Can you reproduce the part of the material that opens with the line containing "Pinpoint woman in" and closes with the line containing "left=53, top=0, right=534, bottom=270", with "asphalt road" changed to "gravel road" and nothing else altered? Return only those lines.

--- STORED RECORDS ---

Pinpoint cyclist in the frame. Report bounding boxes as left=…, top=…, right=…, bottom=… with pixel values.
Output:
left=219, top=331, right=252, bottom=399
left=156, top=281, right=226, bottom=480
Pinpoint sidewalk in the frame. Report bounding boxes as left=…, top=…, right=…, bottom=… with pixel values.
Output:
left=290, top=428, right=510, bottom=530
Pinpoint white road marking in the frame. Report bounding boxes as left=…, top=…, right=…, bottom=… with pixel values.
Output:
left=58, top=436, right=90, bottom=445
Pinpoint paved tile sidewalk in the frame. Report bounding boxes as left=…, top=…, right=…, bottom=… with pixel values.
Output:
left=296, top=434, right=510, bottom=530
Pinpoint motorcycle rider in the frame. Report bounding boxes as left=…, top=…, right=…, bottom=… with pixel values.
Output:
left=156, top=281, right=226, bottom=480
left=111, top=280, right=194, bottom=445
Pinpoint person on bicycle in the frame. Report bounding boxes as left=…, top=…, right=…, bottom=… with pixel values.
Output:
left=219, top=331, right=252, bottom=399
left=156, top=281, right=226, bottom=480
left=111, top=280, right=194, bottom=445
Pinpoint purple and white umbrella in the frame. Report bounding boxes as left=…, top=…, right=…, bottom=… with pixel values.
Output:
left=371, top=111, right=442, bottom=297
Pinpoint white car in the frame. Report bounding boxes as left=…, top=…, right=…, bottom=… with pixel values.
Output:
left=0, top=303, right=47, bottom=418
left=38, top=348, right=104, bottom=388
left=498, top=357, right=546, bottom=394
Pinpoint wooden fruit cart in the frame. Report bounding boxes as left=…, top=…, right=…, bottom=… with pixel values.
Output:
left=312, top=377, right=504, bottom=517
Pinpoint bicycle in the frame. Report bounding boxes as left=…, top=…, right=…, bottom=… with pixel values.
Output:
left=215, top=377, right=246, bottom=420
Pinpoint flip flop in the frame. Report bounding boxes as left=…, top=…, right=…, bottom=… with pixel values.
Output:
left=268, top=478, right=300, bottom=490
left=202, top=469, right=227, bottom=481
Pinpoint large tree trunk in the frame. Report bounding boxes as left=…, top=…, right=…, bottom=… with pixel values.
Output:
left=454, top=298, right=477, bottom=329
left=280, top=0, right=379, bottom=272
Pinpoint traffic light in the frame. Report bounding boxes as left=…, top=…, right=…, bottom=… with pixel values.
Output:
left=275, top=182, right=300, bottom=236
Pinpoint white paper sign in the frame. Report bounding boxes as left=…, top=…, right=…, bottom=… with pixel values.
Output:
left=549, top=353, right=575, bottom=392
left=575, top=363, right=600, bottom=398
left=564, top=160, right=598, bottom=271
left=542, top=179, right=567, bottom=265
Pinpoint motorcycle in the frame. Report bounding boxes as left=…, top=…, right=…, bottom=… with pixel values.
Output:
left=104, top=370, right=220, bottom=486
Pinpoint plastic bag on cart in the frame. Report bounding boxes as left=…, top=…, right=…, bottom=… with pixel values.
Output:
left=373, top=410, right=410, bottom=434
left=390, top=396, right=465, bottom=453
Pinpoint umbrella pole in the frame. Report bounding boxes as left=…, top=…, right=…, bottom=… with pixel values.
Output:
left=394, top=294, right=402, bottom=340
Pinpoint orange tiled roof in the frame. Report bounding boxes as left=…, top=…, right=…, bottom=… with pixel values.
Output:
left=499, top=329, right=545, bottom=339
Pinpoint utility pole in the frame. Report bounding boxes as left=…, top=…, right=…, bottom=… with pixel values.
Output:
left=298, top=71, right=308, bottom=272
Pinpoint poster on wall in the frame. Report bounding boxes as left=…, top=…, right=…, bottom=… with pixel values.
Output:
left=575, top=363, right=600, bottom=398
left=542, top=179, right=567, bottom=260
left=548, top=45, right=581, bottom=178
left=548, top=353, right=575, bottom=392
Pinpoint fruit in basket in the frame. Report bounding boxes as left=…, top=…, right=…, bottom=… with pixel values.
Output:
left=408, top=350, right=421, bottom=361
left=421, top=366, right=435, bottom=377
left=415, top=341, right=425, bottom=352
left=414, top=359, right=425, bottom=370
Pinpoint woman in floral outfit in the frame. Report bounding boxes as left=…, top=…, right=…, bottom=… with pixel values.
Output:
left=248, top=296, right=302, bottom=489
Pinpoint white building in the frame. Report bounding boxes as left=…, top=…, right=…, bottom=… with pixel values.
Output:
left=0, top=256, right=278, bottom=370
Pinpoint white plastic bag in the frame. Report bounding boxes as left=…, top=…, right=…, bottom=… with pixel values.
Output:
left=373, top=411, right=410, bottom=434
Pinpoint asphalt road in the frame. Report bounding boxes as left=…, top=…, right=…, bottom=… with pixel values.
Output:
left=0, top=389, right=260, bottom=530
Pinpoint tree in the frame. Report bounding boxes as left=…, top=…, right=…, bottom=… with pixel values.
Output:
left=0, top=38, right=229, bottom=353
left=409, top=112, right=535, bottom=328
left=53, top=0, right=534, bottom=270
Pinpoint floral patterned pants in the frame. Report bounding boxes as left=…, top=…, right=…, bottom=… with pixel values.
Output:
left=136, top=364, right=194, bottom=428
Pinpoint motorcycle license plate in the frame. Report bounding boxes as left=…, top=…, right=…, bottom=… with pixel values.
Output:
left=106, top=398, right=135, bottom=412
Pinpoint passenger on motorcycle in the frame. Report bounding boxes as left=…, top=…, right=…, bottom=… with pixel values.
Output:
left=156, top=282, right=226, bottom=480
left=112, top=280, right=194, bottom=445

---

- CORRECT RESULT -
Pinpoint woman in floral outfit in the frame. Report bounding boxes as left=…, top=…, right=…, bottom=… with pixel values.
Output:
left=248, top=296, right=302, bottom=489
Pinpoint white building in the frame. Report bounding boxes as left=…, top=…, right=…, bottom=… with pixel values.
Output:
left=0, top=256, right=278, bottom=370
Pinpoint white plastic bag in the frame. Report bounding boxes as left=…, top=…, right=…, bottom=… with pixel values.
Output:
left=373, top=411, right=410, bottom=434
Pinpoint gravel road in the frame. Report bounding boxes as left=…, top=…, right=…, bottom=… with pixel values.
Output:
left=0, top=389, right=260, bottom=530
Pinpoint tree in the frame. Report bounding boxes as left=…, top=…, right=…, bottom=… with pixel values.
Output:
left=0, top=38, right=229, bottom=353
left=409, top=112, right=535, bottom=328
left=53, top=0, right=534, bottom=270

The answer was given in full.